* start EXCERPTED TEXT *

Given a state, as described above, and a move, e.g. ‘place a $ x $ at row 2, column 1’ we need a function that will return a new state, with the move having been played.

Input:

  • State before the move.
  • Row to modify.
  • Column to modify.
  • What to place, $ x $ or $ o $.
def play(state, row, col, mark):
    """Returns a new state after the given move has been played."""

    lst_state = [list(i) for i in state]
    lst_state[row][col] = mark
    state = tuple([tuple(i) for i in lst_state])

    # **************************************************************** (2 marks)
    return state

# Code to test the above function - it should play the game given in the 'noughts and crosses' section above...
start = ((" ", " ", " "), (" ", " ", " "), (" ", " ", " "))
move1 = play(start, 1, 1, "x")
move2 = play(move1, 1, 2, "o")
move3 = play(move2, 0, 2, "x")
move4 = play(move3, 2, 0, "o")
move5 = play(move4, 0, 1, "x")
move6 = play(move5, 0, 0, "o")
move7 = play(move6, 2, 1, "x")

print_state(start)
print("")
print_state(move1)
print("")
print_state(move2)
print("")
print_state(move3)
print("")
print_state(move4)
print("")
print_state(move5)
print("")
print_state(move6)
print("")
print_state(move7)

# The assert statement throws an error if what it is testing is not true.
# The below assert statements confirm that the output of play is nested tuples.
# 'is' when applied to core types (such as tuple) ensures exact equivalence.

* end EXCERPTED TEXT *
* start SUPPLIED MATERIAL *

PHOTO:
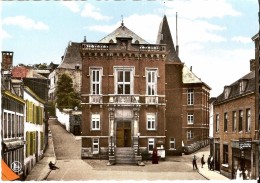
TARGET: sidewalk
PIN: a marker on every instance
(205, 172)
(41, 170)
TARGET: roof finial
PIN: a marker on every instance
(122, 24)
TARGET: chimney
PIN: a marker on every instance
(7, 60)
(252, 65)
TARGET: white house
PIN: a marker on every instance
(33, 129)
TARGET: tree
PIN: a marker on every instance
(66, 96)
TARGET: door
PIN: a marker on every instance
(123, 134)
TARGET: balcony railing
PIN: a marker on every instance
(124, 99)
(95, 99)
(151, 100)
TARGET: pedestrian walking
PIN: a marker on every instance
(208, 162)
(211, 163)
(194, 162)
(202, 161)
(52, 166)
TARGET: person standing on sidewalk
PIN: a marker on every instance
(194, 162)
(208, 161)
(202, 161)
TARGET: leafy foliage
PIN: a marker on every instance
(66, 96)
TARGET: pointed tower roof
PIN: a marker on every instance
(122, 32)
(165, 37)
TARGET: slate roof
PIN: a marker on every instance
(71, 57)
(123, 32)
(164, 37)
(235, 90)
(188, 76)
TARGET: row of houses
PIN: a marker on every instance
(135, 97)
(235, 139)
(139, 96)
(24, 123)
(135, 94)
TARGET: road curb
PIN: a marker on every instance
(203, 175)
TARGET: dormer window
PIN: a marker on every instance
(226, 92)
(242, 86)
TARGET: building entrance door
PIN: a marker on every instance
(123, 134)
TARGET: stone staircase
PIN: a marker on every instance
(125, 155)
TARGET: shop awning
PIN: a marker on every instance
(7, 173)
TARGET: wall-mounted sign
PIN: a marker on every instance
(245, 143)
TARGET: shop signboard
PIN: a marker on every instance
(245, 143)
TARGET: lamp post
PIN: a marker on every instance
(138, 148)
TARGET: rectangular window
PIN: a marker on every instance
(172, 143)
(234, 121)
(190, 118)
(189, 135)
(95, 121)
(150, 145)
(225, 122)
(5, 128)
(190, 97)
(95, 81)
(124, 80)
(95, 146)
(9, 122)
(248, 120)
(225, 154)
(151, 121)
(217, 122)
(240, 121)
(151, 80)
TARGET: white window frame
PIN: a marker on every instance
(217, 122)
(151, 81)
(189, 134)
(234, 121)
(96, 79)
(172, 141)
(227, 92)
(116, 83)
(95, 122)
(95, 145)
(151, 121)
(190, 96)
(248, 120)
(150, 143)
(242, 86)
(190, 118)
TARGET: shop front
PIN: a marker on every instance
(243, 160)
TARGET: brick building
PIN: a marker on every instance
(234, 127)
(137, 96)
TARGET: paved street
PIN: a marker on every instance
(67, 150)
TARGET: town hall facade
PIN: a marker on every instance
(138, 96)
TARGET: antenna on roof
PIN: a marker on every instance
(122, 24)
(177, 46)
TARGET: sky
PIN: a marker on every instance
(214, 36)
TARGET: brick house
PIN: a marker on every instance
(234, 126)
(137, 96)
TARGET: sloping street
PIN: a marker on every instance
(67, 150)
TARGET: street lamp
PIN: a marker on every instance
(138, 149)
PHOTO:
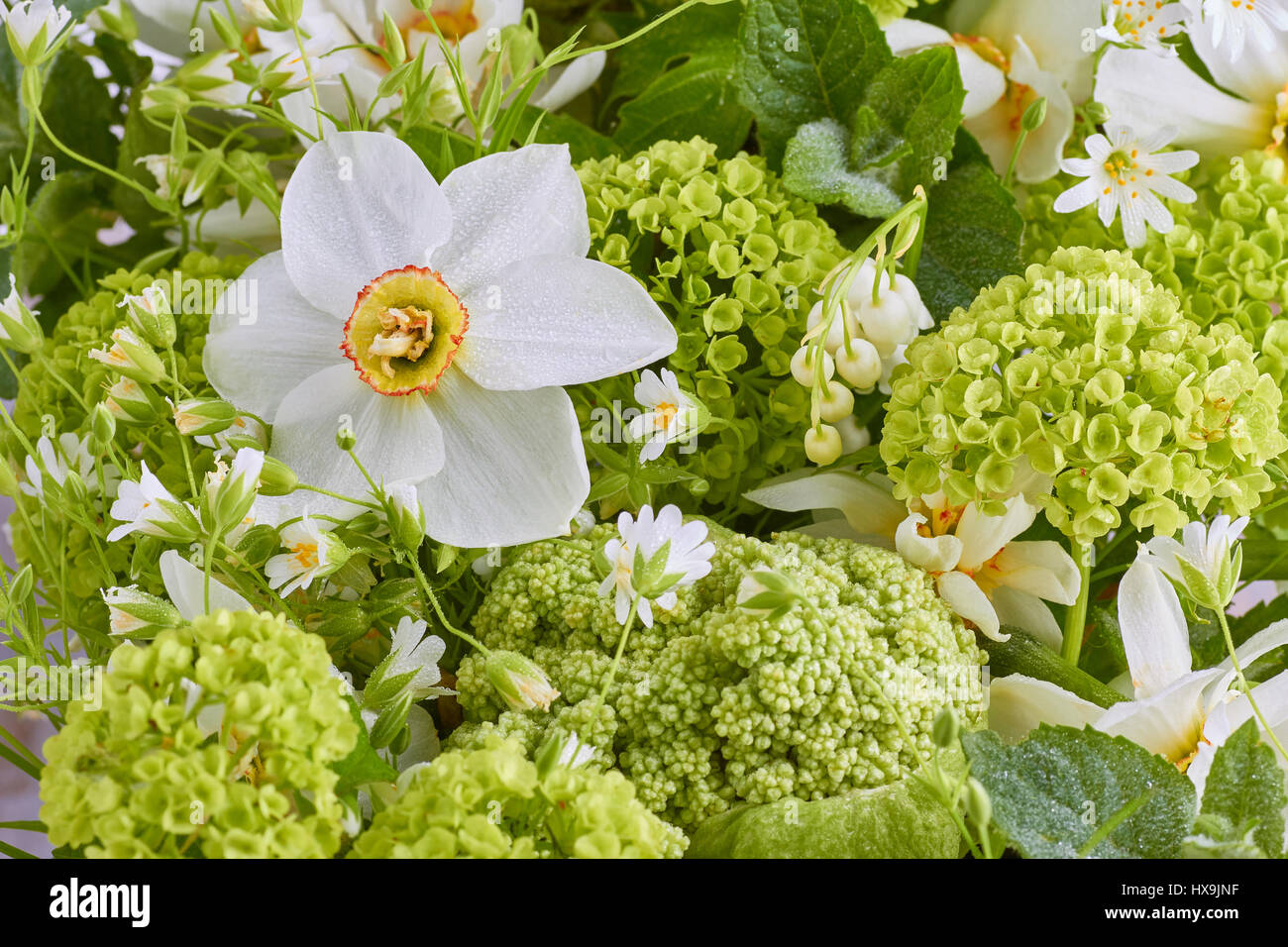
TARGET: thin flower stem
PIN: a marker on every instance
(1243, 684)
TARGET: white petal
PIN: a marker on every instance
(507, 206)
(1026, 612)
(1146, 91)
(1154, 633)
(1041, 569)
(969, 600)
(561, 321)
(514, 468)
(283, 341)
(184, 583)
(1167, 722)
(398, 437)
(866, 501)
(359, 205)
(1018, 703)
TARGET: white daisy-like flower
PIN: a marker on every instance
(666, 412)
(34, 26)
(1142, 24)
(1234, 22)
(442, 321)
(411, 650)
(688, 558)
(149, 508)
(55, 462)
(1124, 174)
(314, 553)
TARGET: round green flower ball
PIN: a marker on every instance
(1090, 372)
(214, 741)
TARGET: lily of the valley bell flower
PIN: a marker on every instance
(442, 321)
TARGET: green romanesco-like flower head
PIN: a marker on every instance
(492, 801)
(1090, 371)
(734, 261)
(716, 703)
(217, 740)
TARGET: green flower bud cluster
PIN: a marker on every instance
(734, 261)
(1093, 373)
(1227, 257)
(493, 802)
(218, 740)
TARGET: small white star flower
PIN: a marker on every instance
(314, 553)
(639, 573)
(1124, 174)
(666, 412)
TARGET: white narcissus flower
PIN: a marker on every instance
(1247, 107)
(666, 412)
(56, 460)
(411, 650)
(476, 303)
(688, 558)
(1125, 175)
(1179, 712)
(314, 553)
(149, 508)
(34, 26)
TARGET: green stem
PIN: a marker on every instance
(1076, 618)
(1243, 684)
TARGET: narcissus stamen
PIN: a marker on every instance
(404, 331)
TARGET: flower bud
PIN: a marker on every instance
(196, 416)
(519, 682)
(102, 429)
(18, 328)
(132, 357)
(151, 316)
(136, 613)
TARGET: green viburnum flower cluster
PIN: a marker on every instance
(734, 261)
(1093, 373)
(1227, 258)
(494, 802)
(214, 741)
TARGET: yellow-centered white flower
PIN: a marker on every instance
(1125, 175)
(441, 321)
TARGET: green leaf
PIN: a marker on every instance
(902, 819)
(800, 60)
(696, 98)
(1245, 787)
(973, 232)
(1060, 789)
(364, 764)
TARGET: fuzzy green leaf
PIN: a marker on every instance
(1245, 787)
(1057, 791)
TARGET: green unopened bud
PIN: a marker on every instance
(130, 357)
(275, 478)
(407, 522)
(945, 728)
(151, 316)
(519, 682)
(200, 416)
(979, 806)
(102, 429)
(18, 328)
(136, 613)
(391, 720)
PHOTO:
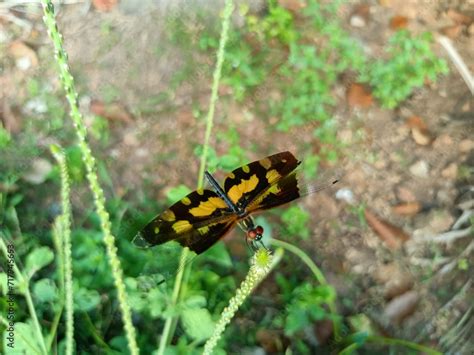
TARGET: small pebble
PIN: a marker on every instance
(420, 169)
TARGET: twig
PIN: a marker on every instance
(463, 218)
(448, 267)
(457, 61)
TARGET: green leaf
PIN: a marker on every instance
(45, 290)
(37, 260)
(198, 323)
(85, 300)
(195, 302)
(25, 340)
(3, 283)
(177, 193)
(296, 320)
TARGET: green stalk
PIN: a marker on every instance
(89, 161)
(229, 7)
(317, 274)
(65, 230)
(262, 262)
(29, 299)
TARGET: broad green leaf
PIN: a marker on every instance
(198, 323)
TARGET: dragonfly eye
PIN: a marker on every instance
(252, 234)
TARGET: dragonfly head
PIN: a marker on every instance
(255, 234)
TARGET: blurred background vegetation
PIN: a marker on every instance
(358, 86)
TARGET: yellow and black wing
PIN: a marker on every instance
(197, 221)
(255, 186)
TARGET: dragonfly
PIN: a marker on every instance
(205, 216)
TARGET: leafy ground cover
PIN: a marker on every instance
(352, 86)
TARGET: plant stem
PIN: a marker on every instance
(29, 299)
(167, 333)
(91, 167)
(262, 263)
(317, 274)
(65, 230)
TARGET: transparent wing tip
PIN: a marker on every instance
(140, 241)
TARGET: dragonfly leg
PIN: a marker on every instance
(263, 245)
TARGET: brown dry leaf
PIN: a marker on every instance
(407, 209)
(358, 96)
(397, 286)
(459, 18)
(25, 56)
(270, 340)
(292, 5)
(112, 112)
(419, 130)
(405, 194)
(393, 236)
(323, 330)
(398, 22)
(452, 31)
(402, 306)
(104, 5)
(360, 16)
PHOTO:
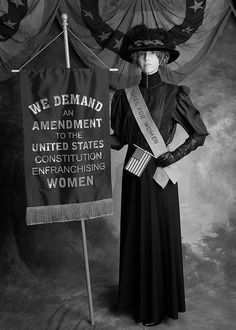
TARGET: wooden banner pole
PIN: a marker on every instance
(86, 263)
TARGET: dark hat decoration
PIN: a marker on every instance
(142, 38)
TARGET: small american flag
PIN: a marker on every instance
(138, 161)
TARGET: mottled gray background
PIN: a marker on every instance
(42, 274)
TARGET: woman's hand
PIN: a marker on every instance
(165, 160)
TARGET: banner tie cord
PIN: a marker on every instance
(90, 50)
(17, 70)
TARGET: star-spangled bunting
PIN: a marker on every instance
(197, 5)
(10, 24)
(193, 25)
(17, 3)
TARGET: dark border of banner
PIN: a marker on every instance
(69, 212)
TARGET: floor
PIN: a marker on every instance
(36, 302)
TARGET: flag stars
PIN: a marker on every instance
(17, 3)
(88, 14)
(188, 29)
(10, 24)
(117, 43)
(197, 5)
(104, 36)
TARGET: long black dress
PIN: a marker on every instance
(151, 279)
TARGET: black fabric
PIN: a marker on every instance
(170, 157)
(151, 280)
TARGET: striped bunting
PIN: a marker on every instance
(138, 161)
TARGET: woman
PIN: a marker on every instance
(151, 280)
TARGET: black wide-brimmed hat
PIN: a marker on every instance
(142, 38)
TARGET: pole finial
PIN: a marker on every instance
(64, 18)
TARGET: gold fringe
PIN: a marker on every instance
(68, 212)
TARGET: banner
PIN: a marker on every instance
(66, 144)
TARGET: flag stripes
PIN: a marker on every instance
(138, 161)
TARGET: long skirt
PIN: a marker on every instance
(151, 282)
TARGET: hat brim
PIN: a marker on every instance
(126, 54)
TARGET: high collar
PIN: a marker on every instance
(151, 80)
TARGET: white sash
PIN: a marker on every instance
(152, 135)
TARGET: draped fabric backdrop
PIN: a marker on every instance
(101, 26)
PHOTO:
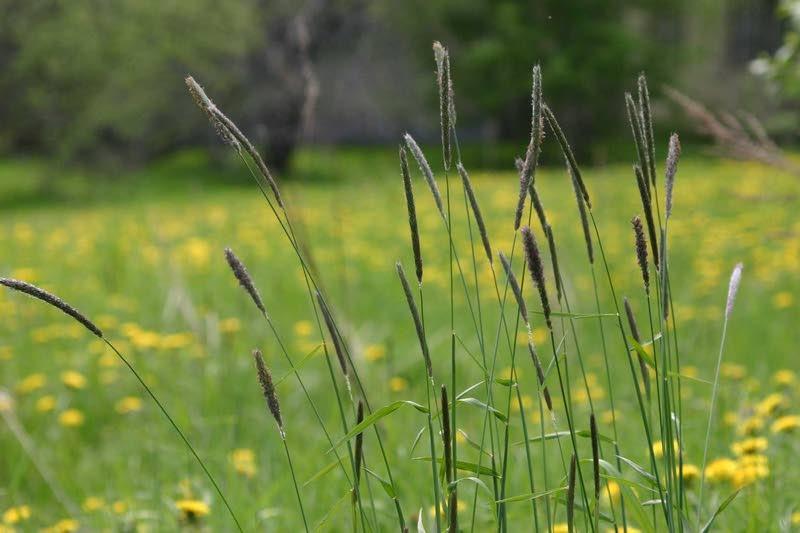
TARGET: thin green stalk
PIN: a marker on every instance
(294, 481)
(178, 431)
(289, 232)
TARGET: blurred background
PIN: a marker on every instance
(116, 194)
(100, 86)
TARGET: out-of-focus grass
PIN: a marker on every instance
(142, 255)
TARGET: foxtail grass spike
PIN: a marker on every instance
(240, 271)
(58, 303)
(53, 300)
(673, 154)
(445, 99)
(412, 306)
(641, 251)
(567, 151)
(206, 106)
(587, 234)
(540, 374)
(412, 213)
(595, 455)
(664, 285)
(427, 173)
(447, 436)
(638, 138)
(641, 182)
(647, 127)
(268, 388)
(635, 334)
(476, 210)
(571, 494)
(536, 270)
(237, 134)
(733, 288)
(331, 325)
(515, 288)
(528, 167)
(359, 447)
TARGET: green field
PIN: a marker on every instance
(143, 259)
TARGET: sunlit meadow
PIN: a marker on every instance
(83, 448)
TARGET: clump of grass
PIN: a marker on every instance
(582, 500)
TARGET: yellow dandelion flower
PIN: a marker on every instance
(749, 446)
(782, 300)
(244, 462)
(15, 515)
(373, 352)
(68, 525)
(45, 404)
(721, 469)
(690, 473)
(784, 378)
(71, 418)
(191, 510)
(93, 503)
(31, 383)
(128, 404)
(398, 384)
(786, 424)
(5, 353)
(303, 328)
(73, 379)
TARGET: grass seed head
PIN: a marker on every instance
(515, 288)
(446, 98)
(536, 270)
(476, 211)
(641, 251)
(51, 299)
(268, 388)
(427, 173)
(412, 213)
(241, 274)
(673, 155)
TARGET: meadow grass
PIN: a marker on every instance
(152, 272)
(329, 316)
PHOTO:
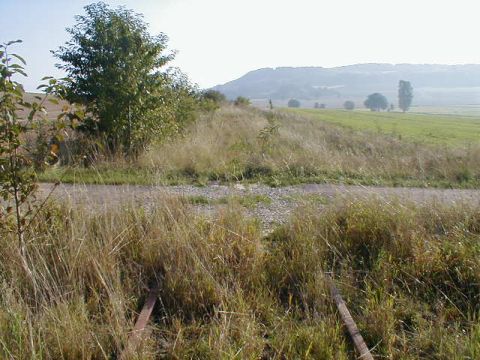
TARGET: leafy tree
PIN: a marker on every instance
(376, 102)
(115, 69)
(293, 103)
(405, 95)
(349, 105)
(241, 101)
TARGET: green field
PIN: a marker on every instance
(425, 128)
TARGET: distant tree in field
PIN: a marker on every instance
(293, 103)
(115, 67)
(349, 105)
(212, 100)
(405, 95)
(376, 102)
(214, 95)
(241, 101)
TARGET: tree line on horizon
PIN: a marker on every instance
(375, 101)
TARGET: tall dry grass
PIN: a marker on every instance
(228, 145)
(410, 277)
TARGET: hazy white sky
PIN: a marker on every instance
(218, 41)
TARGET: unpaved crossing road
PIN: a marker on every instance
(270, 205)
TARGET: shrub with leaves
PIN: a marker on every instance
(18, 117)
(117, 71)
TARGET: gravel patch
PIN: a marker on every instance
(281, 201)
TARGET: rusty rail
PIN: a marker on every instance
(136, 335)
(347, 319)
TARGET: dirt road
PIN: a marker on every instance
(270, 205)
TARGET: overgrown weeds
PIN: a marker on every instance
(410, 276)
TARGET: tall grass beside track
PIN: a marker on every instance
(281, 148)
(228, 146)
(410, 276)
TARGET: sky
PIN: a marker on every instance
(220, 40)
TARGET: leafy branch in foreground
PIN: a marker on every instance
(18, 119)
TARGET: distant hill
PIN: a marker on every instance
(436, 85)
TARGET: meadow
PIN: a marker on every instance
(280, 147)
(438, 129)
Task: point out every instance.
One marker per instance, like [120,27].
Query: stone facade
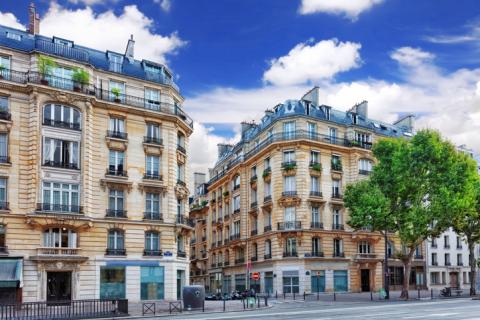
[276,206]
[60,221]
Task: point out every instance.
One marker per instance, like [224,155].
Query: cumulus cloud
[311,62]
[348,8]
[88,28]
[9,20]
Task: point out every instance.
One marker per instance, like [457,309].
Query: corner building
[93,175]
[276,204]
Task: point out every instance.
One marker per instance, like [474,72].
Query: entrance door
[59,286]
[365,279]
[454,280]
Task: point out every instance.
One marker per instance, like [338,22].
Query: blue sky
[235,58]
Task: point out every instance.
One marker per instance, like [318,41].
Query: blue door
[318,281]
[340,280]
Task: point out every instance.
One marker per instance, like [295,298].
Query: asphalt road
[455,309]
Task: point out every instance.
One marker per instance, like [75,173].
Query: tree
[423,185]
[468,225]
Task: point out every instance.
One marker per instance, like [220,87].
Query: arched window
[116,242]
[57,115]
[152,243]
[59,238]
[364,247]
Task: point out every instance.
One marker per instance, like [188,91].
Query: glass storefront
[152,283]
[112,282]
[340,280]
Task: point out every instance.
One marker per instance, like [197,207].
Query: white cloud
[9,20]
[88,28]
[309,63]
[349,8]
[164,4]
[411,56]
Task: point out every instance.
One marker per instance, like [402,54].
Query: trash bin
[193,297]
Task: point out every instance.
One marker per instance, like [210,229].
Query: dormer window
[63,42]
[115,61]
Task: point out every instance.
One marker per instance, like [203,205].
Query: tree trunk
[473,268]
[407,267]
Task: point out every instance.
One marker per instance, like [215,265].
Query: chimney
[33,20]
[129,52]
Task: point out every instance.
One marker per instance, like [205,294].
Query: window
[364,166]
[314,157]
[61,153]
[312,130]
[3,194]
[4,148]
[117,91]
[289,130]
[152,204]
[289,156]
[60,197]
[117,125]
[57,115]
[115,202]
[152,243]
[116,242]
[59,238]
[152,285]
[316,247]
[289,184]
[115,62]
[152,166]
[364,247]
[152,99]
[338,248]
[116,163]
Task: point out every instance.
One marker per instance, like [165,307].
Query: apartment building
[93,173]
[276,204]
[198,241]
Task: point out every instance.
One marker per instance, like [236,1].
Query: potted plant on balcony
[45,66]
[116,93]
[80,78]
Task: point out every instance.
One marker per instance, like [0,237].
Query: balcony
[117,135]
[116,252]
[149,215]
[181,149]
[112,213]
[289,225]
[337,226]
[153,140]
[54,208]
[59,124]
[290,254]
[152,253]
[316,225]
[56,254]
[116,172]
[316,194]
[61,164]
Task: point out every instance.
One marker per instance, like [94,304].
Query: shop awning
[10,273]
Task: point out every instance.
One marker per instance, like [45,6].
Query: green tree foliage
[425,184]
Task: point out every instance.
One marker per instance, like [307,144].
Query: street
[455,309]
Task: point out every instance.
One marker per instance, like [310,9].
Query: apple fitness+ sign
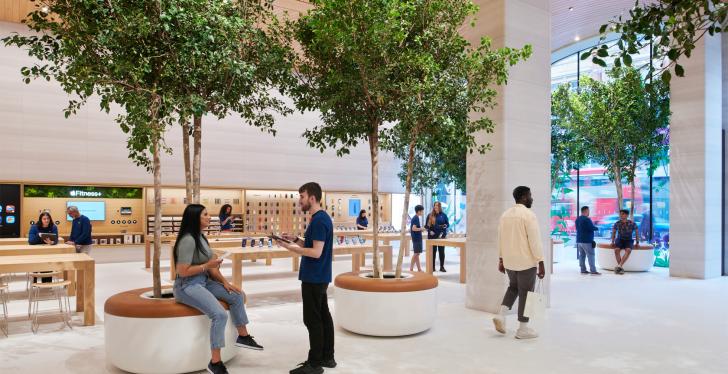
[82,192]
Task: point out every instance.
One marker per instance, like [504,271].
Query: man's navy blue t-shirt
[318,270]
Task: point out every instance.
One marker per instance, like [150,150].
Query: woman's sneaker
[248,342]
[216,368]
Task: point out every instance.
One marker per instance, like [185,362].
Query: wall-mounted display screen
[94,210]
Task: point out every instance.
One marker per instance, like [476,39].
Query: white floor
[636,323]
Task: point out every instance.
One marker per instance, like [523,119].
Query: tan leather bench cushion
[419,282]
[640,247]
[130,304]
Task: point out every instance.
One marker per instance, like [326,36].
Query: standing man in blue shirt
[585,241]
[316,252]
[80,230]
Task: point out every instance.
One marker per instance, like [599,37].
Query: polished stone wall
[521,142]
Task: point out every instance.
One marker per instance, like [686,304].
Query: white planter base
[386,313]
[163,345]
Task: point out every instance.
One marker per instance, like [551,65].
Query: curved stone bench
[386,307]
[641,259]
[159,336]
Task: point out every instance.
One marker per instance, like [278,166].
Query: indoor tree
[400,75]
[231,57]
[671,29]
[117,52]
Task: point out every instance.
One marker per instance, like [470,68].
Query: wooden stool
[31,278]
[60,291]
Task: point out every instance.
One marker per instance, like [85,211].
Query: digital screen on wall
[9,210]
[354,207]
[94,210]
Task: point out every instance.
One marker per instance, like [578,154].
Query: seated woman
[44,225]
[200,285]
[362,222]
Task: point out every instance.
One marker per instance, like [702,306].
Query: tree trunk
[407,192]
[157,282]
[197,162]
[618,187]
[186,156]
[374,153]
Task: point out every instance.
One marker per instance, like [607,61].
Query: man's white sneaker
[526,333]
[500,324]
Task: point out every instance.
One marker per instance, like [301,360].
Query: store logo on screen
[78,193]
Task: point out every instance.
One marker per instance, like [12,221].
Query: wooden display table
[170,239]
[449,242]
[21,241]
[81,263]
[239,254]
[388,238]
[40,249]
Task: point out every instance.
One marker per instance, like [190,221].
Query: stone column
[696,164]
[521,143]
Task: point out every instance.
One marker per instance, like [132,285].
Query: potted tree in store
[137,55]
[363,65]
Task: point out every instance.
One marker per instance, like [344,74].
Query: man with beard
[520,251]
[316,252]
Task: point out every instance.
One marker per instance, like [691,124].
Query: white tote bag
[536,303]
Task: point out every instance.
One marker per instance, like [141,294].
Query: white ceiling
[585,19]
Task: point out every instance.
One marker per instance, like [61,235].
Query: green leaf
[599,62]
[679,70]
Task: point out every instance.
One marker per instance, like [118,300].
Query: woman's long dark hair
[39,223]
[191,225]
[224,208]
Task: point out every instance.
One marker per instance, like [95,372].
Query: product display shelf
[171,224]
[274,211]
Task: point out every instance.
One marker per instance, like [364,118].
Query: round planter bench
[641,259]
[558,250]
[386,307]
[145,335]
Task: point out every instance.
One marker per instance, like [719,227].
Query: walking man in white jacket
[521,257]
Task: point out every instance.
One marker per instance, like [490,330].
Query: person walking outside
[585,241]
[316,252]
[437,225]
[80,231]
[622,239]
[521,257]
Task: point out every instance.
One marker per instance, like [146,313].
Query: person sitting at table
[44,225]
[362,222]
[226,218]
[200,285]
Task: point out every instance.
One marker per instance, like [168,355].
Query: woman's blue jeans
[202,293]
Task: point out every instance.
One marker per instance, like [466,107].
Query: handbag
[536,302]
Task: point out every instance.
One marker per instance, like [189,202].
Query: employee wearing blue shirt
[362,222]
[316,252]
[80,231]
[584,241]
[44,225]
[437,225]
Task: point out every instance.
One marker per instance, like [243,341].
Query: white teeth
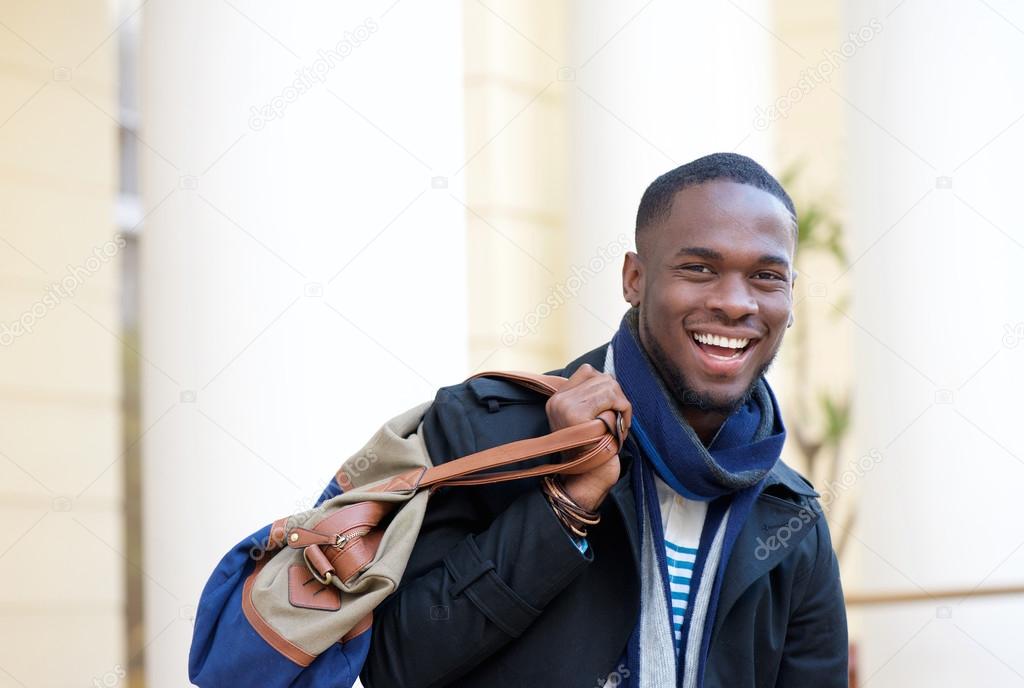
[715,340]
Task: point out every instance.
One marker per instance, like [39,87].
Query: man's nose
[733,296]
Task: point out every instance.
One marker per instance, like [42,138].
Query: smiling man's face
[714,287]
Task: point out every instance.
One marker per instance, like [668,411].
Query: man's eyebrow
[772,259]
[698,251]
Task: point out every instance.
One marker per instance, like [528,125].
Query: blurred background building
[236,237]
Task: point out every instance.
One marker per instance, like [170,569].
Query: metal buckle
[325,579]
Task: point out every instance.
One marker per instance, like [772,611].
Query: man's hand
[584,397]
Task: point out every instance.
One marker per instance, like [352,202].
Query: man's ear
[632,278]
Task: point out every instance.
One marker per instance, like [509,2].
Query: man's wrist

* end SUPPLIED MATERIAL *

| EXERCISE INSTRUCTIONS |
1. Show every line of the rows above that contains the word "foliage".
2. Write the next part of the noughts and crosses code excerpt, picking up after its final comment line.

| THE RESPONSES |
1.
TARGET: leafy foliage
Query: green tree foliage

2.
assert type(move7) is tuple
assert type(move7[0]) is tuple
assert type(move7[1]) is tuple
assert type(move7[2]) is tuple
 | | 
 | | 
 | | 


 | | 
 |x| 
 | | 


 | | 
 |x|o
 | | 


 | |x
 |x|o
 | | 


 | |x
 |x|o
o| | 


 |x|x
 |x|o
o| | 


o|x|x
 |x|o
o| | 


o|x|x
 |x|o
o|x| 

Finding Possible Moves

Given a state we need to know all of the possible moves that the current player can make, that is, a list containing the coordinates of all empty places.

import numpy as np

def moves(state):
    """Returns the list of moves that are avaliable from the current state."""

    lst_state = np.array(state)
    state_mask = np.where(lst_state == " ")
    coordinates = list(zip(state_mask[0], state_mask[1]))

    return coordinates

    # **************************************************************** (1 mark)


# Testing the above function. Note that a set is another Python data type;
# it's value here is it doesn't care about order when making comparisons, so if you
# output the list of moves in a different order it still does the right thing...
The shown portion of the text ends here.